__Excerpt to read__:
↓
The terms “certainty” and “uncertainty” are central in her argument, and she goes on to indicate how she understands them:

I use the terms “certainty” and “uncertainty” in this book, therefore, not to indicate axiomatic, self-evident states; instead, I assume that they are socially, culturally and politically constructed in specific historical contexts and are pivotal to broader political strategies. They are also experienced emotionally as “settler states of feeling.” I use the terms “ontological certainty” and “ontological uncertainty” in this book in order to refer to the importance of how different ontologies (that is, theories about ways of being-in-the-world) intersect with questions of certainty and uncertainty. I hope to highlight how particular Western settler ontologies construct the relationship between land, property and people, as well as how such ontologies of certainty may be challenged. (33)
↑
__Short exercise A__:
According to the excerpt on certainty and uncertainty, how are certainty and uncertainty experienced emotionally?
__Short exercise B__:
In the excerpt on certainty and uncertainty, why does the author use the terms "ontological certainty" and "ontological uncertainty"?
__Short exercise C__:
Turn the paragraph of the excerpt on certainty and uncertainty that begins "I use the terms" into a short bulleted list that keeps its main facts.

__Extracted material__:
↓
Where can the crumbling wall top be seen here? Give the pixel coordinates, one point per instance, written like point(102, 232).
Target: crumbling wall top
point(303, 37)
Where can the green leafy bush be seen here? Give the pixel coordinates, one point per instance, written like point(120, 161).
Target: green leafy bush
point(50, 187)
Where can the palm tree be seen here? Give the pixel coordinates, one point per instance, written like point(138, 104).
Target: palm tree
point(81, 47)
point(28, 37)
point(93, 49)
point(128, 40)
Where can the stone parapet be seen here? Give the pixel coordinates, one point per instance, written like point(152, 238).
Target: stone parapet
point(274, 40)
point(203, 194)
↑
↓
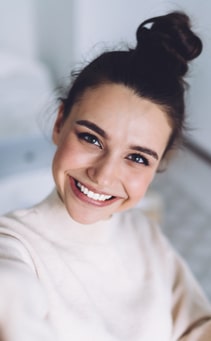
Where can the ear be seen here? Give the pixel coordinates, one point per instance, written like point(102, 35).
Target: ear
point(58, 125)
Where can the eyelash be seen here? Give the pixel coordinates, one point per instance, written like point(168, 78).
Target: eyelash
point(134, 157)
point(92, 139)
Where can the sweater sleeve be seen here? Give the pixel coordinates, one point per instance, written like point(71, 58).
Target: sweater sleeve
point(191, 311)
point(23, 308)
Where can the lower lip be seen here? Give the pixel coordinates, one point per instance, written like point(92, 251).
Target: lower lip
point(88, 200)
↑
__Exercise result A__:
They are experienced emotionally as "settler states of feeling."

__Exercise result B__:
The author uses them to refer to the importance of how different ontologies intersect with questions of certainty and uncertainty. Ontologies are theories about ways of being-in-the-world.

__Exercise result C__:
- "Certainty" and "uncertainty" are not used to indicate axiomatic, self-evident states.
- They are assumed to be socially, culturally and politically constructed in specific historical contexts.
- They are pivotal to broader political strategies.
- They are experienced emotionally as "settler states of feeling."
- "Ontological certainty" and "ontological uncertainty" refer to how different ontologies intersect with questions of certainty and uncertainty. Ontologies are theories about ways of being-in-the-world.
- The aim is to highlight how particular Western settler ontologies construct the relationship between land, property and people, and how such ontologies of certainty may be challenged.